**PROBLEM TO WORK ON:** State how many lines of the records contain the word "light". Give only the number.

**Saved entries:**
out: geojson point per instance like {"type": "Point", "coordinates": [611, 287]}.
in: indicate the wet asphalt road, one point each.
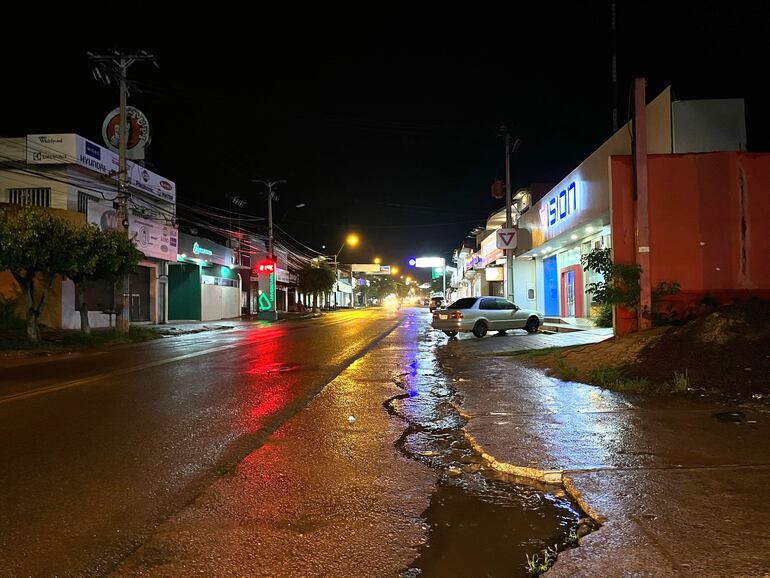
{"type": "Point", "coordinates": [97, 450]}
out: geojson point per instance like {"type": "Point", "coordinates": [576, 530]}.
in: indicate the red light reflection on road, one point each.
{"type": "Point", "coordinates": [269, 386]}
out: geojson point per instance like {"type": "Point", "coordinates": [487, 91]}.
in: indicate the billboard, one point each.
{"type": "Point", "coordinates": [73, 149]}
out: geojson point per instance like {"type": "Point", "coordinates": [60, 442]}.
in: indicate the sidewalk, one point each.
{"type": "Point", "coordinates": [677, 484]}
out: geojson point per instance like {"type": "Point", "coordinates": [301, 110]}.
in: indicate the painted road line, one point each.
{"type": "Point", "coordinates": [116, 373]}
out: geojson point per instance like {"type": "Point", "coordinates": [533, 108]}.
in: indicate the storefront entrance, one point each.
{"type": "Point", "coordinates": [139, 294]}
{"type": "Point", "coordinates": [551, 286]}
{"type": "Point", "coordinates": [572, 291]}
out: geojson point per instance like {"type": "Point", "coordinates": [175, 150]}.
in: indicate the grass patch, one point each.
{"type": "Point", "coordinates": [537, 565]}
{"type": "Point", "coordinates": [524, 354]}
{"type": "Point", "coordinates": [681, 382]}
{"type": "Point", "coordinates": [67, 340]}
{"type": "Point", "coordinates": [565, 372]}
{"type": "Point", "coordinates": [613, 377]}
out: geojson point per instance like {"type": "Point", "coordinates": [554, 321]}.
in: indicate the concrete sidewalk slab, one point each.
{"type": "Point", "coordinates": [678, 490]}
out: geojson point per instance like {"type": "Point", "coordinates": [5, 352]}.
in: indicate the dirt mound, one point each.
{"type": "Point", "coordinates": [727, 350]}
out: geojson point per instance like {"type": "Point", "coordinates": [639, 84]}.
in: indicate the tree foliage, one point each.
{"type": "Point", "coordinates": [316, 278]}
{"type": "Point", "coordinates": [37, 245]}
{"type": "Point", "coordinates": [34, 247]}
{"type": "Point", "coordinates": [99, 255]}
{"type": "Point", "coordinates": [620, 286]}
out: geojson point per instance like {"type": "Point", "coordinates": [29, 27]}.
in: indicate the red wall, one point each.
{"type": "Point", "coordinates": [709, 224]}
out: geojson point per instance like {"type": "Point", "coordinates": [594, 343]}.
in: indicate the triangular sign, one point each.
{"type": "Point", "coordinates": [506, 238]}
{"type": "Point", "coordinates": [264, 303]}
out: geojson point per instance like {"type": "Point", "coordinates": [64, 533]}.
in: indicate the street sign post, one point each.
{"type": "Point", "coordinates": [506, 239]}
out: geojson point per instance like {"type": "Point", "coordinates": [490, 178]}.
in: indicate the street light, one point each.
{"type": "Point", "coordinates": [352, 240]}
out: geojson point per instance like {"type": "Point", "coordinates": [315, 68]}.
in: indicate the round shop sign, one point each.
{"type": "Point", "coordinates": [138, 131]}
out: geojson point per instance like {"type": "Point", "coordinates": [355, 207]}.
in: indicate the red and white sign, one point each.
{"type": "Point", "coordinates": [266, 267]}
{"type": "Point", "coordinates": [506, 238]}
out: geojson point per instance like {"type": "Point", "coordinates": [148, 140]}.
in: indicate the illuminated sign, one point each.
{"type": "Point", "coordinates": [267, 298]}
{"type": "Point", "coordinates": [430, 262]}
{"type": "Point", "coordinates": [198, 250]}
{"type": "Point", "coordinates": [266, 266]}
{"type": "Point", "coordinates": [560, 206]}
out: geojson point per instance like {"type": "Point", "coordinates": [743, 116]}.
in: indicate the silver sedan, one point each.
{"type": "Point", "coordinates": [482, 314]}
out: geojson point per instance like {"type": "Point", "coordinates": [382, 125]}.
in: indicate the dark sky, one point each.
{"type": "Point", "coordinates": [382, 120]}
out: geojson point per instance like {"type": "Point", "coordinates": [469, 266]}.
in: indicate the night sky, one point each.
{"type": "Point", "coordinates": [382, 120]}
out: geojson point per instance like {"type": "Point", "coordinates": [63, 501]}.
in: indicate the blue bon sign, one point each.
{"type": "Point", "coordinates": [562, 205]}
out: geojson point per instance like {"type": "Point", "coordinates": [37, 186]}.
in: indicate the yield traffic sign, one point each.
{"type": "Point", "coordinates": [506, 238]}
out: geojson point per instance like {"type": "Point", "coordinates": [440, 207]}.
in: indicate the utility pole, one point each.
{"type": "Point", "coordinates": [269, 314]}
{"type": "Point", "coordinates": [508, 203]}
{"type": "Point", "coordinates": [270, 196]}
{"type": "Point", "coordinates": [613, 24]}
{"type": "Point", "coordinates": [110, 65]}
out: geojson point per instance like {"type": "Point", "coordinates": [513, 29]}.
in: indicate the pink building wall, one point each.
{"type": "Point", "coordinates": [709, 226]}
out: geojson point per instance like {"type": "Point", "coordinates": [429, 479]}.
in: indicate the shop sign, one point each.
{"type": "Point", "coordinates": [198, 250]}
{"type": "Point", "coordinates": [505, 238]}
{"type": "Point", "coordinates": [153, 239]}
{"type": "Point", "coordinates": [138, 132]}
{"type": "Point", "coordinates": [560, 206]}
{"type": "Point", "coordinates": [494, 273]}
{"type": "Point", "coordinates": [266, 267]}
{"type": "Point", "coordinates": [74, 149]}
{"type": "Point", "coordinates": [204, 249]}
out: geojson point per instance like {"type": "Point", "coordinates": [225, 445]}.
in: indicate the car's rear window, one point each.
{"type": "Point", "coordinates": [464, 303]}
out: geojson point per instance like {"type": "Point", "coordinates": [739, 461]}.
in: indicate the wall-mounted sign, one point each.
{"type": "Point", "coordinates": [430, 262]}
{"type": "Point", "coordinates": [74, 149]}
{"type": "Point", "coordinates": [198, 250]}
{"type": "Point", "coordinates": [559, 206]}
{"type": "Point", "coordinates": [138, 136]}
{"type": "Point", "coordinates": [153, 239]}
{"type": "Point", "coordinates": [204, 250]}
{"type": "Point", "coordinates": [505, 239]}
{"type": "Point", "coordinates": [266, 299]}
{"type": "Point", "coordinates": [494, 273]}
{"type": "Point", "coordinates": [266, 267]}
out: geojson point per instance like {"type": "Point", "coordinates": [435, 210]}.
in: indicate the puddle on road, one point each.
{"type": "Point", "coordinates": [480, 522]}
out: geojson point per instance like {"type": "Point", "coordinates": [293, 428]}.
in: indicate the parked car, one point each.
{"type": "Point", "coordinates": [435, 303]}
{"type": "Point", "coordinates": [482, 314]}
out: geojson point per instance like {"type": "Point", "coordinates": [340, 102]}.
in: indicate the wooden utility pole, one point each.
{"type": "Point", "coordinates": [641, 203]}
{"type": "Point", "coordinates": [110, 66]}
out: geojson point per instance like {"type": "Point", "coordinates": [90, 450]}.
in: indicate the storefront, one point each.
{"type": "Point", "coordinates": [574, 218]}
{"type": "Point", "coordinates": [204, 284]}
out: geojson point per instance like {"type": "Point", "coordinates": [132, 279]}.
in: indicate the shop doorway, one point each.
{"type": "Point", "coordinates": [551, 286]}
{"type": "Point", "coordinates": [572, 291]}
{"type": "Point", "coordinates": [139, 294]}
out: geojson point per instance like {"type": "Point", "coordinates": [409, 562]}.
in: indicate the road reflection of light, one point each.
{"type": "Point", "coordinates": [269, 387]}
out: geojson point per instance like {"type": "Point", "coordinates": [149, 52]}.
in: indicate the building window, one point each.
{"type": "Point", "coordinates": [37, 197]}
{"type": "Point", "coordinates": [83, 199]}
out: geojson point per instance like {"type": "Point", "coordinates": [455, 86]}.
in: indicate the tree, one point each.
{"type": "Point", "coordinates": [315, 279]}
{"type": "Point", "coordinates": [85, 251]}
{"type": "Point", "coordinates": [620, 284]}
{"type": "Point", "coordinates": [99, 255]}
{"type": "Point", "coordinates": [35, 246]}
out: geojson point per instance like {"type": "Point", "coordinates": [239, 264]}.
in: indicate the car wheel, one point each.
{"type": "Point", "coordinates": [480, 329]}
{"type": "Point", "coordinates": [533, 323]}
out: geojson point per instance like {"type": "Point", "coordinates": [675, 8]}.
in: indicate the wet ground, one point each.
{"type": "Point", "coordinates": [480, 522]}
{"type": "Point", "coordinates": [329, 449]}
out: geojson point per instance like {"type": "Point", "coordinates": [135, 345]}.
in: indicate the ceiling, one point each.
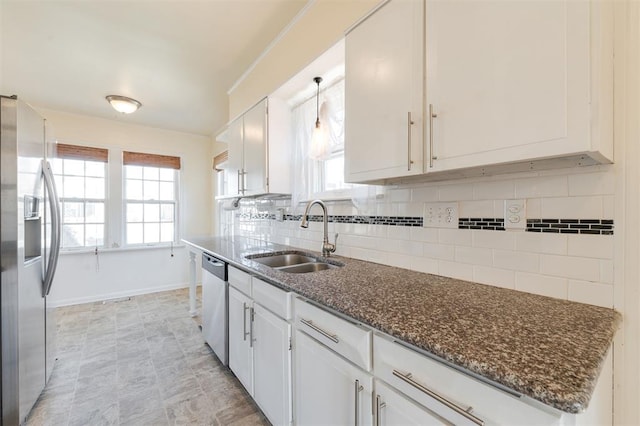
{"type": "Point", "coordinates": [177, 57]}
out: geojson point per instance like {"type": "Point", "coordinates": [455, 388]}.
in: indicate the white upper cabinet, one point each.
{"type": "Point", "coordinates": [510, 85]}
{"type": "Point", "coordinates": [513, 81]}
{"type": "Point", "coordinates": [384, 94]}
{"type": "Point", "coordinates": [259, 148]}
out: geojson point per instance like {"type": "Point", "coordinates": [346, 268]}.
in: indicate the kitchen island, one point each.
{"type": "Point", "coordinates": [548, 349]}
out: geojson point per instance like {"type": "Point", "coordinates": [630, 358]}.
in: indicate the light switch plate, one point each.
{"type": "Point", "coordinates": [440, 215]}
{"type": "Point", "coordinates": [515, 214]}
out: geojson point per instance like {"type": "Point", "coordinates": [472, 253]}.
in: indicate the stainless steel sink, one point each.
{"type": "Point", "coordinates": [279, 260]}
{"type": "Point", "coordinates": [308, 267]}
{"type": "Point", "coordinates": [294, 262]}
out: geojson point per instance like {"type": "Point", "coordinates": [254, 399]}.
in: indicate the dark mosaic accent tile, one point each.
{"type": "Point", "coordinates": [572, 226]}
{"type": "Point", "coordinates": [484, 223]}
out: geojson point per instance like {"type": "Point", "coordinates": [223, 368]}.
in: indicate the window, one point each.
{"type": "Point", "coordinates": [80, 174]}
{"type": "Point", "coordinates": [151, 198]}
{"type": "Point", "coordinates": [326, 175]}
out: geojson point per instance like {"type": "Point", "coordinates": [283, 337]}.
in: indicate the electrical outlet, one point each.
{"type": "Point", "coordinates": [515, 214]}
{"type": "Point", "coordinates": [440, 215]}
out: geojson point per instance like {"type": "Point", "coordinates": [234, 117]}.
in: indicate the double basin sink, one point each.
{"type": "Point", "coordinates": [294, 262]}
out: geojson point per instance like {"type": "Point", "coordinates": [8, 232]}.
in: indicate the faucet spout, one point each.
{"type": "Point", "coordinates": [327, 247]}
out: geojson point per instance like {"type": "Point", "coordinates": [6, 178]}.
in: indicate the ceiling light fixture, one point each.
{"type": "Point", "coordinates": [123, 104]}
{"type": "Point", "coordinates": [319, 141]}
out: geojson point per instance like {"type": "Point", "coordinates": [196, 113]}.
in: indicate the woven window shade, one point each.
{"type": "Point", "coordinates": [75, 152]}
{"type": "Point", "coordinates": [219, 159]}
{"type": "Point", "coordinates": [150, 160]}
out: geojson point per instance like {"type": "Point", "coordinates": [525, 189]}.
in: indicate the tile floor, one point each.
{"type": "Point", "coordinates": [140, 361]}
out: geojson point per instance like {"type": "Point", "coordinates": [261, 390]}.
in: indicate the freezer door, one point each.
{"type": "Point", "coordinates": [31, 306]}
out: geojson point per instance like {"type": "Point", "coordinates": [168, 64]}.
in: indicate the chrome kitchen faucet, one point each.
{"type": "Point", "coordinates": [327, 247]}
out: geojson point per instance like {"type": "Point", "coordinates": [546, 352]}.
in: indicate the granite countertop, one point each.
{"type": "Point", "coordinates": [548, 349]}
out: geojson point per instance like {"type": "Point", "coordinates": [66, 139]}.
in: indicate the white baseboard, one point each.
{"type": "Point", "coordinates": [115, 295]}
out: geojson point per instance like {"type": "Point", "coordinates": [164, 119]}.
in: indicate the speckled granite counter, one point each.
{"type": "Point", "coordinates": [548, 349]}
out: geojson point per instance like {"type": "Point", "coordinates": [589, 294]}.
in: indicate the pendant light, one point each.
{"type": "Point", "coordinates": [123, 104]}
{"type": "Point", "coordinates": [319, 147]}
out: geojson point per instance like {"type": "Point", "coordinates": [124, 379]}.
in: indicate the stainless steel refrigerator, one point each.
{"type": "Point", "coordinates": [30, 244]}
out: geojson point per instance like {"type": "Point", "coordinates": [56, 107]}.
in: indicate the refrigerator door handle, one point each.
{"type": "Point", "coordinates": [56, 226]}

**RESULT:** 6